__Qué hacer__
(a) Enumera los rasgos que el texto sobre la masacre de Christchurch atribuye al terrorismo en la oración que empieza por «Hablamos de un terrorismo».
(b) Reproduce el fragmento del texto sobre la masacre de Christchurch que va de «Uno de los aspectos» a «de un juego.».

__Texto del ejercicio__
Uno de los aspectos más
horrendos y a la vez más reveladores de la masacre de este viernes en
Christchurch, Nueva Zelanda, fue el regodeo del asesino en las imágenes de su
propio crimen. Mientras iba matando, una cámara en su frente iba
retransmitiéndolo todo en vivo en su página de Facebook, como si se tratase de
un videojuego más. El hecho es revelador porque ese es el entorno del que procede
esta forma de terrorismo: no de un territorio físico, sino de una burbuja
online. Hablamos de un terrorismo de orígenes virtuales, cibernético, en cierto
modo cosmopolita, ciertamente global. Es significativo que el terrorista
hubiese anunciado su propósito en las redes diciendo que «era hora de dejar de
publicar chorradas en Red y dar el paso de publicarlas en la realidad», como si
esta fuese una simple prolongación, una pantalla más, de un juego.

(Entradas de datos guardados)
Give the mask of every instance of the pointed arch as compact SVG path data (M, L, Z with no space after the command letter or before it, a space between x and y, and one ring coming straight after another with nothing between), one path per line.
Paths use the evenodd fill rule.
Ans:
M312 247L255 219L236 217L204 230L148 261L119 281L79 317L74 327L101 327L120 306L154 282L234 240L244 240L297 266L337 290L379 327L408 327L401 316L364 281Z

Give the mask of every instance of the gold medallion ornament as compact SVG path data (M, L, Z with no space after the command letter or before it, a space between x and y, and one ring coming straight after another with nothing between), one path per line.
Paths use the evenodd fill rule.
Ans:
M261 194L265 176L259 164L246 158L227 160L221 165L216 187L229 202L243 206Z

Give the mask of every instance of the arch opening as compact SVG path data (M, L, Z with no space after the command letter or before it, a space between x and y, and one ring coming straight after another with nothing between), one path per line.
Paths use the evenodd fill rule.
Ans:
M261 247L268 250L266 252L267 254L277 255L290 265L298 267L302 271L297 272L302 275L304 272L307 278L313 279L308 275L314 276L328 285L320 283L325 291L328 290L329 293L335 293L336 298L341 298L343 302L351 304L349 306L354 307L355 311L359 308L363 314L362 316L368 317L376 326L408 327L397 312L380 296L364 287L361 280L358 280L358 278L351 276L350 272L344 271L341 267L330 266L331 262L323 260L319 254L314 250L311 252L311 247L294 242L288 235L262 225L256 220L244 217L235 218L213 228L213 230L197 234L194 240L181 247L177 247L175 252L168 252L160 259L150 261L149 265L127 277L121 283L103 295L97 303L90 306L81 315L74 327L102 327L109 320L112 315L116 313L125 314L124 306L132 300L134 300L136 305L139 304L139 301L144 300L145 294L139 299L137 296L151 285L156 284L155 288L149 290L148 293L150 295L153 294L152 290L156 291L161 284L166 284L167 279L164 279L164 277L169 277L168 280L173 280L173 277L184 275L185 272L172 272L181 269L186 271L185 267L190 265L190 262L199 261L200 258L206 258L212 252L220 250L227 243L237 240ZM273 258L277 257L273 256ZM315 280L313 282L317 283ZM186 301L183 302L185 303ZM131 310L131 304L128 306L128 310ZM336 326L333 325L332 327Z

__Respuestas por tarea__
(a)
- de orígenes virtuales
- cibernético
- cosmopolita
- global

(b)
Uno de los aspectos más
horrendos y a la vez más reveladores de la masacre de este viernes en
Christchurch, Nueva Zelanda, fue el regodeo del asesino en las imágenes de su
propio crimen. Mientras iba matando, una cámara en su frente iba
retransmitiéndolo todo en vivo en su página de Facebook, como si se tratase de
un videojuego más. El hecho es revelador porque ese es el entorno del que procede
esta forma de terrorismo: no de un territorio físico, sino de una burbuja
online. Hablamos de un terrorismo de orígenes virtuales, cibernético, en cierto
modo cosmopolita, ciertamente global. Es significativo que el terrorista
hubiese anunciado su propósito en las redes diciendo que «era hora de dejar de
publicar chorradas en Red y dar el paso de publicarlas en la realidad», como si
esta fuese una simple prolongación, una pantalla más, de un juego.